* Input rows:
==*==

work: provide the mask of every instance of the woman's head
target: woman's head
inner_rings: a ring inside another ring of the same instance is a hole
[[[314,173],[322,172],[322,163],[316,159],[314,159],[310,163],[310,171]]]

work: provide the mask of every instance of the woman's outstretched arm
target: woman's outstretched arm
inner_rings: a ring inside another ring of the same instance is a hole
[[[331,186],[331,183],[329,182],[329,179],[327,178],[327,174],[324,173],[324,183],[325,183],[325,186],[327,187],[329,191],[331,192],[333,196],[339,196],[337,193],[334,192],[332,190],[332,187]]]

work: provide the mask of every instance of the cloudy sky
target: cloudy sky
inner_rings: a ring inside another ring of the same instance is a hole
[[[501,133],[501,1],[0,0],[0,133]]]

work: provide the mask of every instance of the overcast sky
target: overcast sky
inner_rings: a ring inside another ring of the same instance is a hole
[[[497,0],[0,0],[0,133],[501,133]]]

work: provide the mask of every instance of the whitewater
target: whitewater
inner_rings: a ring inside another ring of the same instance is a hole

==*==

* What is needed:
Rewrite everything from the line containing "work: provide the mask of every instance of the cloudy" down to the end of the listing above, keeping every line, and increase each coordinate in the answers by 54.

* Result for this exercise:
work: provide the mask of every instance of the cloudy sky
target: cloudy sky
inner_rings: a ring inside another ring of the same instance is a hole
[[[555,187],[555,55],[54,54],[54,187]]]

work: provide the mask of every instance of the overcast sky
target: overcast sky
inner_rings: a ring inside another ring of the same instance is a hole
[[[551,54],[54,54],[54,187],[555,187]]]

work: provide the mask of every instance of the whitewater
target: whitewater
inner_rings: a ring inside another ring of the same instance is a hole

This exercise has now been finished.